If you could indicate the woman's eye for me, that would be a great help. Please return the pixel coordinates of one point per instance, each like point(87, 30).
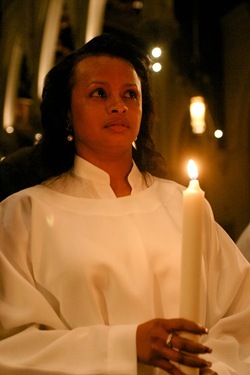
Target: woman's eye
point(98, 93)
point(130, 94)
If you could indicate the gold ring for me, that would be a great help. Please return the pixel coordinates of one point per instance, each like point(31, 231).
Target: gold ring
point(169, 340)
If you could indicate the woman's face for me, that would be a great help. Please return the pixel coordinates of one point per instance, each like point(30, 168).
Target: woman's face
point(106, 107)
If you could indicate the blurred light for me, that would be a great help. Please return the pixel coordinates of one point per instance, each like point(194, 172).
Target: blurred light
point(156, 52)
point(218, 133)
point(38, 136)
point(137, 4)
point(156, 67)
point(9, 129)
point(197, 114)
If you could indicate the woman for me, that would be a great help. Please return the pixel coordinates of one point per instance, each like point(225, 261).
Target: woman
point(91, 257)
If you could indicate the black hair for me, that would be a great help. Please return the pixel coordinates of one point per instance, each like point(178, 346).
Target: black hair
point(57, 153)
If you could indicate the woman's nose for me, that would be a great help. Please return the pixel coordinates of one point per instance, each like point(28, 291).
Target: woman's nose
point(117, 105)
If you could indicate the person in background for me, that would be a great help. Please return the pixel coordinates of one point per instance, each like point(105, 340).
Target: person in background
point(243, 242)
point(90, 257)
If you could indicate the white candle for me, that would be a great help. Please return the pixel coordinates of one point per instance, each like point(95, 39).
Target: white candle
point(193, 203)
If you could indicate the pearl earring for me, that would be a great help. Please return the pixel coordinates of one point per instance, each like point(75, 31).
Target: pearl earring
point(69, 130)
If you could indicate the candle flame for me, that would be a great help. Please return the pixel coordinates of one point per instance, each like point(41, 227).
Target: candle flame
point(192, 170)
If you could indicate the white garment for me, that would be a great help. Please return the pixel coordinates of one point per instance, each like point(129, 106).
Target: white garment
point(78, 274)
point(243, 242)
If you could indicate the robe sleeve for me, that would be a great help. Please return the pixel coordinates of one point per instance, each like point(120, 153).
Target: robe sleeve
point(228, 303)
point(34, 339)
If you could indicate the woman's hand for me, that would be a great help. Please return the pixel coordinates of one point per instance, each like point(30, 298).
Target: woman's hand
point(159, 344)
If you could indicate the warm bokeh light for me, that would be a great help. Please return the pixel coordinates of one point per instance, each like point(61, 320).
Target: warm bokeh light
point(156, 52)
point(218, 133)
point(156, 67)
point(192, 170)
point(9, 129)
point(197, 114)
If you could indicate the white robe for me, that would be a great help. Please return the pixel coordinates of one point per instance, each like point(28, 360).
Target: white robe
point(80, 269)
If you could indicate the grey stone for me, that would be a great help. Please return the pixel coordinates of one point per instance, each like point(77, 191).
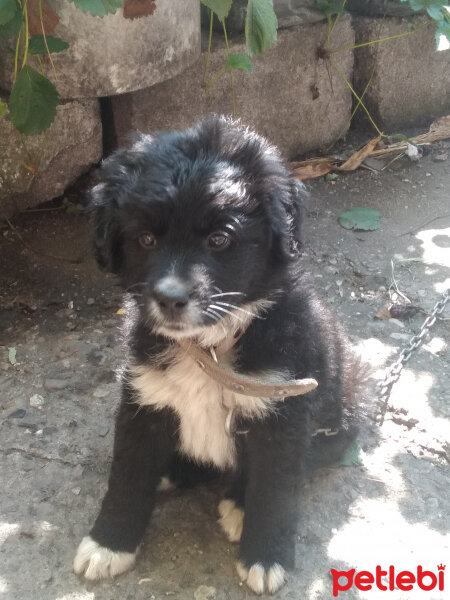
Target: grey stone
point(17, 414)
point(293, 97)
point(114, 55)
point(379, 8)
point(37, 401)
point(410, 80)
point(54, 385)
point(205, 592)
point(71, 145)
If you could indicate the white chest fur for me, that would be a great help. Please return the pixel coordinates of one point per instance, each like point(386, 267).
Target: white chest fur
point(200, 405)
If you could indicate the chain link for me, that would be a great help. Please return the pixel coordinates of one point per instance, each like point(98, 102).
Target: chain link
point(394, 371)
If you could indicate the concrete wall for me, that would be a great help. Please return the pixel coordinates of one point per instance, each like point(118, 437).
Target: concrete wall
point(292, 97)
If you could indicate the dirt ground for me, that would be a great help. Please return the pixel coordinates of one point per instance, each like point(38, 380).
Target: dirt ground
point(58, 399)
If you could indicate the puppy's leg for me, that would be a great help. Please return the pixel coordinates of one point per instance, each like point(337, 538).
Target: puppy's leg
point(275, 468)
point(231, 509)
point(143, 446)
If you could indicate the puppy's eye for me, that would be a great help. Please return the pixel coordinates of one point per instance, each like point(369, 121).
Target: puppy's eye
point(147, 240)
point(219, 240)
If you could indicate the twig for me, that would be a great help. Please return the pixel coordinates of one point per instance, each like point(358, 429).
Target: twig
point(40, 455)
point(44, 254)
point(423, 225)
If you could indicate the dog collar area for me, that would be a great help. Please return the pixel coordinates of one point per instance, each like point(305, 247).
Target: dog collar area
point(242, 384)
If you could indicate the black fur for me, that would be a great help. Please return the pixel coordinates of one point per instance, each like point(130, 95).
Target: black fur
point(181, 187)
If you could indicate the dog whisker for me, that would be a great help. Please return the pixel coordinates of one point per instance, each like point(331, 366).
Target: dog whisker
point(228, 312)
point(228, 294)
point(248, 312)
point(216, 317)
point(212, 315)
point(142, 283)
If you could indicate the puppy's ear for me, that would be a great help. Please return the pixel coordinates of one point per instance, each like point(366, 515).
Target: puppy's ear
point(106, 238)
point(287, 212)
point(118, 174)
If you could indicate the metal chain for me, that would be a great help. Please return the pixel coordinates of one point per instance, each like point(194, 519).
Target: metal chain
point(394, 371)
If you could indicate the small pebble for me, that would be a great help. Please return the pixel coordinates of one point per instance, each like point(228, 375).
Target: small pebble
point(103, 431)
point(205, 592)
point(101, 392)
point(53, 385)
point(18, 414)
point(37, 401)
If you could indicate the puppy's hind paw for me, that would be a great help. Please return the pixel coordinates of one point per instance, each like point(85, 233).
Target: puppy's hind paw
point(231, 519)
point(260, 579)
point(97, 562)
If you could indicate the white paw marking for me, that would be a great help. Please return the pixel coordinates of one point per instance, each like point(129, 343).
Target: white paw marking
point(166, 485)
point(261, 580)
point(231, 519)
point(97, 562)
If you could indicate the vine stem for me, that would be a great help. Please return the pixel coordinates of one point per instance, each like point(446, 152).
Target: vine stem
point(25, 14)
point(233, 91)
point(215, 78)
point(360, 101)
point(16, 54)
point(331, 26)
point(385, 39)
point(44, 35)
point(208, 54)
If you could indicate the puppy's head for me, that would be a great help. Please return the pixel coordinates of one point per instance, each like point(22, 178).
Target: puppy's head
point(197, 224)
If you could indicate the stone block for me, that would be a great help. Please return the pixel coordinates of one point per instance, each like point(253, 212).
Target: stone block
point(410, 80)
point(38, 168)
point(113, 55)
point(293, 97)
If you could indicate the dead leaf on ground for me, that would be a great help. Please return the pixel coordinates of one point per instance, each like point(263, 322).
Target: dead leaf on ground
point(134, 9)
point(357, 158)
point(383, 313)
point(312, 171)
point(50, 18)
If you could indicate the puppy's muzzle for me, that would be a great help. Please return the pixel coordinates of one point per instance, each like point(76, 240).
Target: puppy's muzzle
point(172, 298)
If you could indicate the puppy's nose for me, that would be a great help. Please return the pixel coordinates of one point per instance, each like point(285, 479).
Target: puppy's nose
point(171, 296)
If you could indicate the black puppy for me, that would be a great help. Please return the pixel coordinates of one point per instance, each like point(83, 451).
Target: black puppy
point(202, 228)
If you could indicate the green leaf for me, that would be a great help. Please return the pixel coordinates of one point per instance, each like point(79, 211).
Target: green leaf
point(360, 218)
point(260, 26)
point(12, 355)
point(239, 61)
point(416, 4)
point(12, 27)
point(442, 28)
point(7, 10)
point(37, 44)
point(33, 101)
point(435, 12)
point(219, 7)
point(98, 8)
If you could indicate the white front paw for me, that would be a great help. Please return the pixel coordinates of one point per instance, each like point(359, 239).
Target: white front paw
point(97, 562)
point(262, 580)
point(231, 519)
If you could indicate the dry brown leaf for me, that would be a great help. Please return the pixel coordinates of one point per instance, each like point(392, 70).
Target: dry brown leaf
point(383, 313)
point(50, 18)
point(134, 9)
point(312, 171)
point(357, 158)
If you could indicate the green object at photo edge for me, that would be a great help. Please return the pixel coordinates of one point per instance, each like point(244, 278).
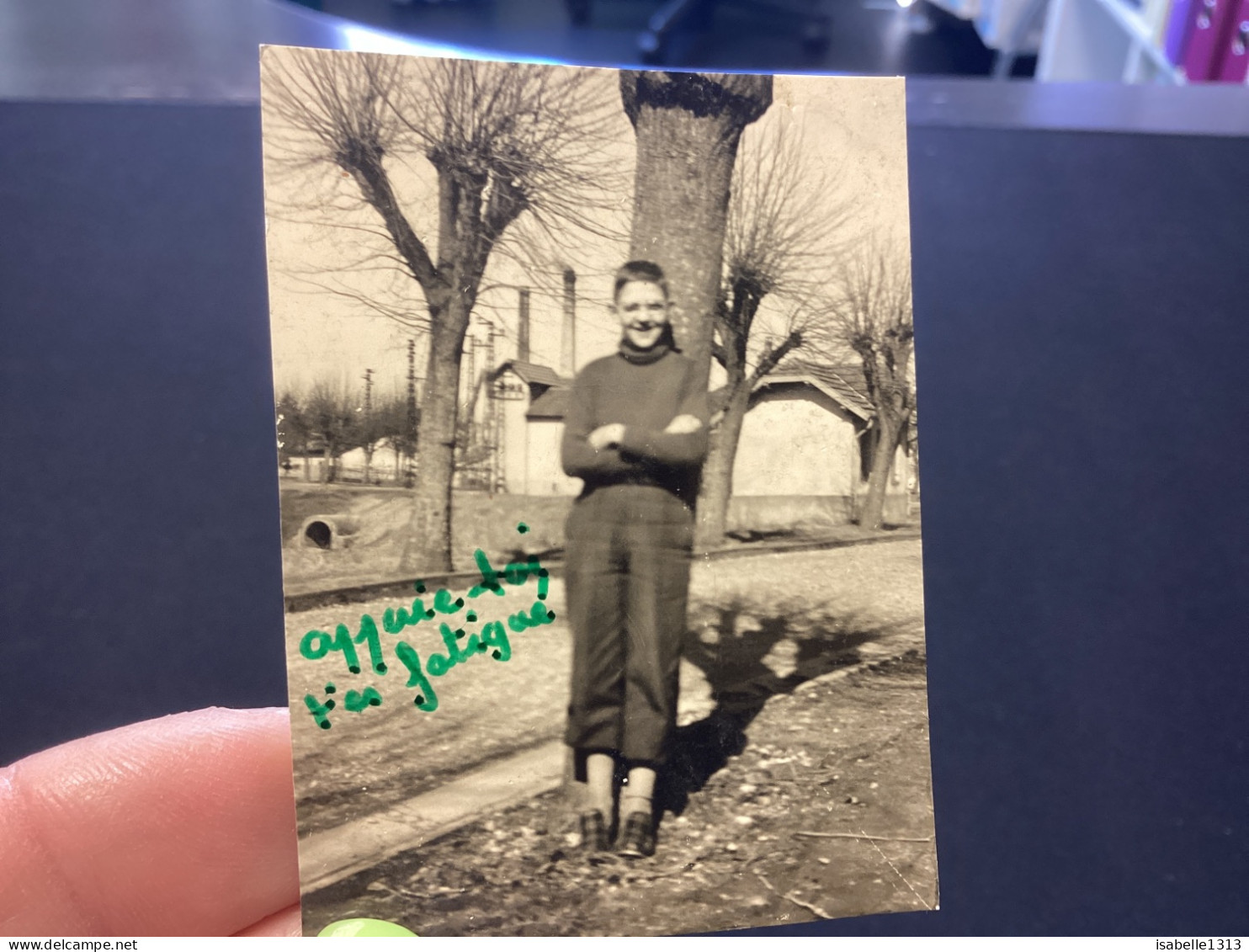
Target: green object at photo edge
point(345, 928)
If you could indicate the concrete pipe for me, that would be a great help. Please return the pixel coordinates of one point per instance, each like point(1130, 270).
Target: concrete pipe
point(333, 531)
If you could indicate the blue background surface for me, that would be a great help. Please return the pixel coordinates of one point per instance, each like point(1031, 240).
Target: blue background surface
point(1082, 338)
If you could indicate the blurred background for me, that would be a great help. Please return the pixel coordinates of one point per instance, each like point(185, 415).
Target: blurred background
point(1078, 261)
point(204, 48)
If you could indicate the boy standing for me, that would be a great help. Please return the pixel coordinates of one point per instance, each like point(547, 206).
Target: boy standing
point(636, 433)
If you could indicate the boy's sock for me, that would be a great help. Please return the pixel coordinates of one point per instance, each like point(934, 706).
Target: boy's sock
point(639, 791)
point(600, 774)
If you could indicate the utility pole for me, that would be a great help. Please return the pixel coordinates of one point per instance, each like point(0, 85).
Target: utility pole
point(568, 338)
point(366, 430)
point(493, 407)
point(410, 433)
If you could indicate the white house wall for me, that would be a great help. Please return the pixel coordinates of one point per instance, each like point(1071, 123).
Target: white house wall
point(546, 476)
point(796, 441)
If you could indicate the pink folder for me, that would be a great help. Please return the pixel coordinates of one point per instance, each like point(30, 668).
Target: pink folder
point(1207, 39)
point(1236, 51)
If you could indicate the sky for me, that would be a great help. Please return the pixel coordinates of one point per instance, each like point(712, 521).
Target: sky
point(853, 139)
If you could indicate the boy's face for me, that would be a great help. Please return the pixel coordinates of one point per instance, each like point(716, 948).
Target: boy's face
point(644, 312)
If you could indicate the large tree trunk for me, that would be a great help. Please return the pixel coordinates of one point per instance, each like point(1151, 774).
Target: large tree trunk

#####

= Written request =
Transcribe the lines above, from the line with "If you could indicate the green object" to the line with "point(345, 928)", both included. Leave the pictures out of your answer.

= Written response =
If you could indicate the green object at photo edge for me, that would be a great help. Please return the pixel coordinates of one point per instance, each like point(244, 278).
Target: green object at photo edge
point(345, 928)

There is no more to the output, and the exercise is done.